#### JOB
Output the full listing below exactly as it reads, and skip anything that is a picture.

#### RECORDS SUPPLIED

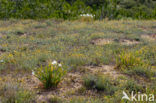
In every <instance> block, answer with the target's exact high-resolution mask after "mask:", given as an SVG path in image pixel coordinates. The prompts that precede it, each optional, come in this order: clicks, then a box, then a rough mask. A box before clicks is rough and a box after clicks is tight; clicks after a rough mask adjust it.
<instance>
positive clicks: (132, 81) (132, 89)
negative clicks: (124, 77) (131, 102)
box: [124, 80, 145, 93]
mask: <svg viewBox="0 0 156 103" xmlns="http://www.w3.org/2000/svg"><path fill="white" fill-rule="evenodd" d="M124 88H125V89H126V90H128V91H129V93H131V92H132V91H134V92H135V93H137V92H144V90H145V88H143V86H142V85H139V84H137V83H136V82H135V81H133V80H128V81H127V83H126V84H125V85H124Z"/></svg>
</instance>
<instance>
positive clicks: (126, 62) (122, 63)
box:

#### ANSWER BOX
In every <instance> block, answer with the target's exact high-resolution mask after "mask:", given as an SVG path in image pixel coordinates. The prompts that precede it, each optional, come in this order: clicks, then a box, then a rough mask. A box before clicks is rough and a box after clicks is tight; clicks after a rough mask adjust it.
<instance>
positive clicks: (132, 81) (132, 89)
negative clicks: (124, 77) (131, 102)
box: [124, 80, 145, 93]
mask: <svg viewBox="0 0 156 103" xmlns="http://www.w3.org/2000/svg"><path fill="white" fill-rule="evenodd" d="M124 88H125V89H126V90H128V91H129V93H131V92H132V91H134V92H135V93H137V92H144V90H145V88H143V86H142V85H139V84H137V83H136V82H135V81H133V80H128V81H127V83H126V84H125V85H124Z"/></svg>
</instance>
<instance>
positive clicks: (126, 62) (122, 63)
box:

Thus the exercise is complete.